■ TASK GOAL: Copy out all of the rows below, switching each "quickstart" to "walkthrough" and leaving every other character unchanged.

:: MATERIAL SHOWN ::

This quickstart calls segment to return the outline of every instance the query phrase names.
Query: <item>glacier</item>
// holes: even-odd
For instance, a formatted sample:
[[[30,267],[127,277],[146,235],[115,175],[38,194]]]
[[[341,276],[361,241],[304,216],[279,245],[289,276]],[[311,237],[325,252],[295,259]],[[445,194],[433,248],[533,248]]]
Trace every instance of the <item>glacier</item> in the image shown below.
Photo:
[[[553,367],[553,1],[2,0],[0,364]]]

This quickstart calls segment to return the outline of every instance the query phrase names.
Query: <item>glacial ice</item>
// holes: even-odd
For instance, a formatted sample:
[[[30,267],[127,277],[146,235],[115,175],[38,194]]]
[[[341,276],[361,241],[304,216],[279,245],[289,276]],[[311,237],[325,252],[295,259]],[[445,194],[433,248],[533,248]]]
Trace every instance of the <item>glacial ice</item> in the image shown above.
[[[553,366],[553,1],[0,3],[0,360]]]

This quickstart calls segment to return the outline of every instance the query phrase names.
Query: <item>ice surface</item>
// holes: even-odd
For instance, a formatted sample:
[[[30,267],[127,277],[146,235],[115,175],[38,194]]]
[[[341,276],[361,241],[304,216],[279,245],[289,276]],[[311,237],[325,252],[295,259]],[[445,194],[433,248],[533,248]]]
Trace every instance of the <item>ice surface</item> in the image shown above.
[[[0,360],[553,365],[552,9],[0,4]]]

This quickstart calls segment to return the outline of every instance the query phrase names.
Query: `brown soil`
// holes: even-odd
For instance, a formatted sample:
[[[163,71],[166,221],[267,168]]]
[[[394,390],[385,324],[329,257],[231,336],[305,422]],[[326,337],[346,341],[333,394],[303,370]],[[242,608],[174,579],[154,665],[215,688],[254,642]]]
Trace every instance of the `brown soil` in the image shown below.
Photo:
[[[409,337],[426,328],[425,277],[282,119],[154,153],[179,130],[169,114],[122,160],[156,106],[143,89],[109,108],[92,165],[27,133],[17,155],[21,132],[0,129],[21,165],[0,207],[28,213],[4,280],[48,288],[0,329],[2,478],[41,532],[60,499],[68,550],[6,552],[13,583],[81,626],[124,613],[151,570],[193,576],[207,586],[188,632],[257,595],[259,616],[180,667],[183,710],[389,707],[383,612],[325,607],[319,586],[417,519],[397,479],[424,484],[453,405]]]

:::

■ PROBLEM SOLUTION:
This walkthrough calls segment to return the outline of every instance the query phrase names.
Query: <item>glacier</item>
// holes: even-odd
For instance, a formatted sample:
[[[30,267],[127,277],[146,235],[115,175],[38,194]]]
[[[341,276],[361,241],[304,216],[279,245],[289,276]],[[311,237],[325,252],[295,259]],[[445,194],[433,248],[533,248]]]
Trace every instance of the <item>glacier</item> in the image shown below.
Photo:
[[[553,367],[553,1],[2,0],[0,364]]]

This walkthrough calls segment to return the outline of every instance the query phrase names.
Query: <item>glacial ice</item>
// holes: even-odd
For instance, a formatted sample:
[[[30,267],[127,277],[146,235],[115,175],[38,194]]]
[[[341,276],[361,241],[304,216],[279,245],[289,276]],[[311,237],[325,252],[295,259]],[[445,194],[433,248],[533,248]]]
Trace every instance of the <item>glacial ice</item> in the image shown above.
[[[553,366],[553,1],[0,3],[0,360]]]

This walkthrough calls segment to return the outline of every instance the query phrase names.
Query: <item>ice surface</item>
// holes: even-odd
For instance, a formatted sample:
[[[30,267],[127,277],[146,235],[115,175],[38,194]]]
[[[341,276],[361,241],[304,216],[279,245],[289,276]],[[311,237],[325,252],[295,259]],[[445,194],[433,248],[533,248]]]
Trace every instance of the <item>ice surface</item> in the image shown above.
[[[0,360],[553,365],[552,9],[0,4]]]

This walkthrough calls segment to return the outline of every instance the query phrase names.
Query: `brown soil`
// holes: even-odd
For instance, a formatted sample:
[[[163,71],[166,221],[267,168]]]
[[[394,390],[385,324],[329,257],[231,336],[305,422]],[[326,337],[346,341],[333,394],[303,370]],[[242,608],[174,579],[154,665],[215,688],[254,642]]]
Trace every instance of the `brown soil` in the image shown below.
Photo:
[[[409,337],[426,328],[425,277],[282,119],[154,153],[179,130],[169,114],[122,160],[156,106],[143,89],[109,108],[92,165],[27,133],[17,155],[21,132],[0,129],[21,165],[0,207],[28,213],[4,280],[48,288],[0,329],[2,478],[41,532],[60,499],[68,550],[6,552],[13,583],[81,626],[124,613],[151,570],[193,576],[207,586],[188,632],[257,595],[259,616],[180,667],[183,710],[389,707],[383,612],[325,607],[319,586],[417,519],[397,479],[424,484],[453,405]]]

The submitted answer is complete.